DIRECTIONS FOR THIS TASK — Reproduce the items below character for character, from the line that contains "# point at: person sitting" through the final line, with both included.
▼
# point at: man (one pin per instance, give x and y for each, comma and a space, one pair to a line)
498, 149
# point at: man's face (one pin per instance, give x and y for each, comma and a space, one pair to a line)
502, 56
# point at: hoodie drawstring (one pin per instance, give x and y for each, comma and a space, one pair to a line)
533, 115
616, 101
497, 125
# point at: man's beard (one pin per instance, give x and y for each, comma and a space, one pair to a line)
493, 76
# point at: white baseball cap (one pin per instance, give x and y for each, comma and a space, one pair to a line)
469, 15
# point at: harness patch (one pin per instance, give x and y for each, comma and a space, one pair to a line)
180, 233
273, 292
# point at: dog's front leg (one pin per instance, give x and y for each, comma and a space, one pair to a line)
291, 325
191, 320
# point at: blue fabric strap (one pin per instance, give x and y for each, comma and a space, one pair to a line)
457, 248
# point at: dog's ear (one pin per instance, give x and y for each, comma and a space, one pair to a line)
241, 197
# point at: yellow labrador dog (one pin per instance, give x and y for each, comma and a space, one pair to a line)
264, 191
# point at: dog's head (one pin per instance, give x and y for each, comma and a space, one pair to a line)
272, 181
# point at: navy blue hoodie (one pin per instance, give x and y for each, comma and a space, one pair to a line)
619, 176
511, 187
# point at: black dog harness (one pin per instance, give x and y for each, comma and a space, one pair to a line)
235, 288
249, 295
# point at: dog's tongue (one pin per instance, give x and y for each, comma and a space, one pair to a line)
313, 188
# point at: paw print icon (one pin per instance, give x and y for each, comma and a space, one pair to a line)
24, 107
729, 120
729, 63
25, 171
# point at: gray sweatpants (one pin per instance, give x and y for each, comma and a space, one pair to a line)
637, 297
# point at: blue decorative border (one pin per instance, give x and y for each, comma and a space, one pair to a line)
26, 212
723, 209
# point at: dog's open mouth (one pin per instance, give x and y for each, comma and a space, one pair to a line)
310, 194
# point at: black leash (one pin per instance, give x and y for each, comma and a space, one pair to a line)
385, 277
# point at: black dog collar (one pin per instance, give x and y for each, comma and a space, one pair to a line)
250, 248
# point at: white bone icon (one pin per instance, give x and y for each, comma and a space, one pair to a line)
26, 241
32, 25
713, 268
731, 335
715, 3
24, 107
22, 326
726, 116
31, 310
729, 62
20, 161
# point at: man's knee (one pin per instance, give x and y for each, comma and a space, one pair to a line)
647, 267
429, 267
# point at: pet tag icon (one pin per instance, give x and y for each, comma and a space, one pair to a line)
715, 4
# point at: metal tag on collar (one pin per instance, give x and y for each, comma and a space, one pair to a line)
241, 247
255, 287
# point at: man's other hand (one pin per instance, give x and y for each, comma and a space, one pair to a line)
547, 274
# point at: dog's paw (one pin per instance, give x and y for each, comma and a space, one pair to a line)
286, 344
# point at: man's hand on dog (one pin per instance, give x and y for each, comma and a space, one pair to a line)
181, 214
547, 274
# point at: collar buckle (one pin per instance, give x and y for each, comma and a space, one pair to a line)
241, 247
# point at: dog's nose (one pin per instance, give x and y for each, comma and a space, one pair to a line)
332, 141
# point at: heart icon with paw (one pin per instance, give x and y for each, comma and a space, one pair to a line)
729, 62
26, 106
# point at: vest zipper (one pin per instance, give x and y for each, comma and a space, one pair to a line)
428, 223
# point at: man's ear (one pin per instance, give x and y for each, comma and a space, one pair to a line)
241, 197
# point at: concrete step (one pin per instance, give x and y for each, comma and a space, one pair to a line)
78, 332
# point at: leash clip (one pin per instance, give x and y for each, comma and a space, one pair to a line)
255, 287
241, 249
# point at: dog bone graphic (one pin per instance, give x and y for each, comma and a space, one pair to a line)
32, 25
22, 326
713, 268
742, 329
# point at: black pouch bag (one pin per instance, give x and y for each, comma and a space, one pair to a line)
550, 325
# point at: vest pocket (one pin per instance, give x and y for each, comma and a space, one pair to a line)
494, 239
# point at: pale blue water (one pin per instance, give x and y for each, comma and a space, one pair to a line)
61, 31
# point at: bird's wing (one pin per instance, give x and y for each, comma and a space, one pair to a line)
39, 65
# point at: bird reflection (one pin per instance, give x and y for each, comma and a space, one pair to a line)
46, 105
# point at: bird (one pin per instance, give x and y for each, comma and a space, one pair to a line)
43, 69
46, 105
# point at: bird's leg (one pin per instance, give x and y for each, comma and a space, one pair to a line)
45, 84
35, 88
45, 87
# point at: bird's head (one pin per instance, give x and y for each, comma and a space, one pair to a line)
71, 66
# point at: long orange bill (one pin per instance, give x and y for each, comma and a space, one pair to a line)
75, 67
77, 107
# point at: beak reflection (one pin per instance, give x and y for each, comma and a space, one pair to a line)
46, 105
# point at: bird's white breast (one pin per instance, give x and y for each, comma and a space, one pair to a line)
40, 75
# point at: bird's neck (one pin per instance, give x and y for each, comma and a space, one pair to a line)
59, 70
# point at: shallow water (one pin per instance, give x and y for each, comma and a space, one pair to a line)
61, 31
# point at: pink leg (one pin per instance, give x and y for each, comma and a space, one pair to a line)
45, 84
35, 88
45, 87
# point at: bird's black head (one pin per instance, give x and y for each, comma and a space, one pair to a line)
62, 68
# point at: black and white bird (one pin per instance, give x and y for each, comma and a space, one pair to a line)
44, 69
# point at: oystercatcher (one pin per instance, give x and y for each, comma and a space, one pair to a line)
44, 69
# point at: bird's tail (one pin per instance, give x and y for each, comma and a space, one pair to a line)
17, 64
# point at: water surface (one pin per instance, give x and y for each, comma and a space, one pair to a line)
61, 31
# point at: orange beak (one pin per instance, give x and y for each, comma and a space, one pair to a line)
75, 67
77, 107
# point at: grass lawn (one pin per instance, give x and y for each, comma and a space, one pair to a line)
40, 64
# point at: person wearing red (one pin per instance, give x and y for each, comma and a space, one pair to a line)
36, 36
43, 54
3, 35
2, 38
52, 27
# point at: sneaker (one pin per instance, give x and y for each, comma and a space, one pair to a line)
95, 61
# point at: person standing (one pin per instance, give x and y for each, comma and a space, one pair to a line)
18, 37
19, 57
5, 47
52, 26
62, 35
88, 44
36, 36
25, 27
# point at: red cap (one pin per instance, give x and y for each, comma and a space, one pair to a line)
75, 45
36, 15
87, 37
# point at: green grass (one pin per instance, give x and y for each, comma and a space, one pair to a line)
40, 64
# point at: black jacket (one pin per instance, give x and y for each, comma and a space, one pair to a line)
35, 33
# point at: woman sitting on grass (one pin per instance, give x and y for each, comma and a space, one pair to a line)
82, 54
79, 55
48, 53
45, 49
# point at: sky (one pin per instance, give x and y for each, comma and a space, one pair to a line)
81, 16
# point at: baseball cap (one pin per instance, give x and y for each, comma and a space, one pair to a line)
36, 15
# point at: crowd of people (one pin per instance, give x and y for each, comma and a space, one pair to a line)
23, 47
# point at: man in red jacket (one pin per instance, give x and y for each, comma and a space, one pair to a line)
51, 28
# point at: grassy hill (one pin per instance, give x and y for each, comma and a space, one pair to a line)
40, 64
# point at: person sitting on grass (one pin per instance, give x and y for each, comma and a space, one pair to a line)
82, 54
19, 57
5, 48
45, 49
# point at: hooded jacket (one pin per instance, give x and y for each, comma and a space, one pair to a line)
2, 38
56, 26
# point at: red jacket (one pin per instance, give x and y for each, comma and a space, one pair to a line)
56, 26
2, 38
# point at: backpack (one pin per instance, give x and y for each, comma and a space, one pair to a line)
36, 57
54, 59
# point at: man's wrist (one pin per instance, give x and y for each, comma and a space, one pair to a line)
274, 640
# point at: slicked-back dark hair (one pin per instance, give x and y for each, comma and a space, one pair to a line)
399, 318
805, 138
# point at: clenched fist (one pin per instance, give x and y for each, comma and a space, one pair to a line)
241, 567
▲
RESULT OF THIS TASK —
# point at: person sitting on grass (one pin per instance, give x and y for each, comma and a space, one pair to a line)
82, 54
19, 57
5, 48
45, 49
# point at: hooded jacket (one pin per instance, give x and y for each, comma and a space, one pair to a line)
2, 38
56, 26
# point at: red jacket (one pin per instance, give x and y for each, comma and a space, one pair to a line)
56, 26
2, 38
# point at: backpack (one pin per instance, give x and y for each, comma and a space, one pair to a line)
36, 57
54, 59
# point at: man's wrist (one pin per instance, give x and y for each, comma and a space, one pair to a line)
274, 640
# point at: slicked-back dark hair (one pin per instance, give x and y for each, comma and a space, one pair to a line)
399, 318
805, 138
# point at: clenched fist (one pin per instance, give x and y for each, comma and a space, one pair to a line)
241, 567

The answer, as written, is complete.